--- Выбранный фрагмент ---
>>>

По основному внутреннему складу Самоходов — самовлюбленный циник. Он вообразил, что все знает об изнанке мира, а потому присвоил себе право смотреть на всех свысока и зачастую просто презирать людишек. […]
Вам не нравится коррупция? Но, господа, к вашему сведению, в России «взяточничество, мздоимство, откаты, крышевание; госинвестиции в жен, деверей и племянниц; сдача органов власти, их подразделений и отдельных чиновников в аренду респектабельным пронырам и приблатненным проходимцам; кооперативная торговля должностями, орденами, премиями, званиями; контроль над потоками; коммерческое правосудие», а также «высокодоходный патриотизм» — это «исконные, почтеннейшие ремесла, вековые скрепы державы». Попробовали наверху с этим бороться, но быстро поняли, что не нужно, несколько генералов сели в тюрьму, но в итоге кампания была прекращена и «о коррупции опять заговорили уважительно».

<<<

--- Предоставленные записи ---
>>>

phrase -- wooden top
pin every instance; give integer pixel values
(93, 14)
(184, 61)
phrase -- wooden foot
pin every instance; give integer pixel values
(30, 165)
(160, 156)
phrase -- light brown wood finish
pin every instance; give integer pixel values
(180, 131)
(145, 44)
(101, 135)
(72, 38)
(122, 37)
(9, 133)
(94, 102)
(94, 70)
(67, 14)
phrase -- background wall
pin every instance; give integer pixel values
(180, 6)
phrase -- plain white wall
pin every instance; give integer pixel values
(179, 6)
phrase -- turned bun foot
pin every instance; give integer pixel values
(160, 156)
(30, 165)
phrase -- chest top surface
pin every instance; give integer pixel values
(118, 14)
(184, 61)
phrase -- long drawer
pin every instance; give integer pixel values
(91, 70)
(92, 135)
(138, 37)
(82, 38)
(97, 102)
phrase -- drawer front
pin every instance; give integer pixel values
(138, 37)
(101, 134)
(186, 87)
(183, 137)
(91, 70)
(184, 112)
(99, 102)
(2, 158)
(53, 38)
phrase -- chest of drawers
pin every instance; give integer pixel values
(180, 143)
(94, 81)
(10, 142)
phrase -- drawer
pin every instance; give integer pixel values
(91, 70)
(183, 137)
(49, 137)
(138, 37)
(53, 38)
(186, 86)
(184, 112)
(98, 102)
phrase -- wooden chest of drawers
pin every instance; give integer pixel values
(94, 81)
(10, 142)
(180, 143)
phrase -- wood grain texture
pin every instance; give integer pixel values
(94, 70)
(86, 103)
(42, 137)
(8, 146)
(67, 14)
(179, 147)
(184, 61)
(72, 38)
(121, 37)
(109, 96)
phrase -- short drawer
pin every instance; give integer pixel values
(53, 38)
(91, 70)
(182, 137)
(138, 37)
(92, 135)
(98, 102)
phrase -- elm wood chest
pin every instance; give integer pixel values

<<<

--- Список заданий ---
1. Определите, соответствуют ли фрагменту о Самоходове утверждения (а), (б) и (в), и для каждого ответьте «да» или «нет», приведя решающие слова фрагмента дословно: (а) Самоходов полагает, что знает всё об изнанке мира; (б) кампания против коррупции была доведена до конца; (в) после кампании о коррупции стали говорить с осуждением.
2. Объясните в одном–трех предложениях, почему, согласно фрагменту о Самоходове, он присвоил себе право смотреть на всех свысока.
3. Напишите продолжение фрагмента о Самоходове, начиная сразу после его последней фразы.

--- Итоговые ответы ---
1.
(а) Да: «Он вообразил, что все знает об изнанке мира».
(б) Нет: «в итоге кампания была прекращена».
(в) Нет: «о коррупции опять заговорили уважительно».

2. Самоходов присвоил себе это право потому, что вообразил, будто знает всё об изнанке мира. Фрагмент прямо связывает одно с другим словами «а потому».

3.
О роли власти в обществе поручено сообщить даме-спецслужбистке: «Мы знаем так много позорных секретов, что если они будут активированы, весь правящий сброд этой и не только этой страны лопнет, сдуется, испуская грязь и гниль. А с ним вместе расплывется, растечется все общество и государство. Как ни печально звучит, коррупция и оргпреступность такие же несущие конструкции социального порядка, как школа, полиция и мораль».
Соглашайтесь, господа, с этим, выбора нет[7]. Не хотите?.. Ах, чего на самом деле стоит ваш либертинаж?!
Среди персонажей романа — оппозиционная журналистка Никита Мариевна. Никита хоть и талантлива, но продажна. По предложению Егора она соглашается прекратить журналистское расследование на тему заболевания раком детей, ставших жертвами аварии на химическом заводе, в обмен на два гектара земли в заповеднике на берегу озера. Но притом не любит она режим. Ругает власть. Егор сурово и правдиво говорит ей на это: «Да не власть вы ненавидите, а жизнь. В целом. Не такая она, как вы бы хотели… Мне тоже жизнь другой представляется, но я не хочу ее уничтожить, как вы, за то, что не такая она… Я за жизнь. А вы против». По его определению, «несправедливость, насилие и косность» — это «качества вообще жизни, а не одной только власти». […]
Внимательное чтение откроет в книге Дубовицкого еще и ряд полезных сведений об актуальном циническом универсуме.
Первое: мир циника сегодня отравлен смертью, к ней в каком—то жесте немого, не до конца отрефлексированного отчаяния приковано внимание и героя, и автора. Вероятно, в мире циника смерть — это единственная подлинная величина, единственное, что не подлежит сомнению.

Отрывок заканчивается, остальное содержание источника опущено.